→ **Action item**
Each line below must be reproduced exactly as it stands. Pictures stay out of the copy.

-- Source data follows --

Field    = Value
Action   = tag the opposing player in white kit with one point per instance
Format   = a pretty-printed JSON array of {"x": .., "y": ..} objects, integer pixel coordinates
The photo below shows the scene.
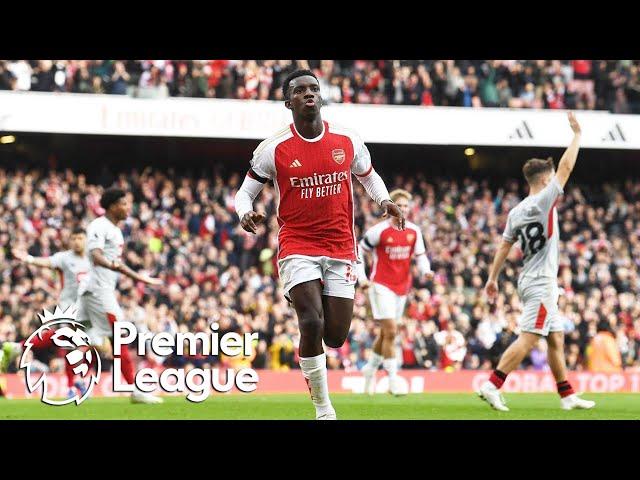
[
  {"x": 534, "y": 223},
  {"x": 71, "y": 265},
  {"x": 390, "y": 281},
  {"x": 97, "y": 298}
]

-- Source data concluded --

→ **Reply to the exercise**
Field    = Value
Action   = tag the opposing player in white kit with one point per instance
Format   = a pretty-printed JSON array of {"x": .., "y": ..} objects, integer pixel coordinates
The photo below shows the scene.
[
  {"x": 534, "y": 223},
  {"x": 71, "y": 265},
  {"x": 390, "y": 281},
  {"x": 97, "y": 298}
]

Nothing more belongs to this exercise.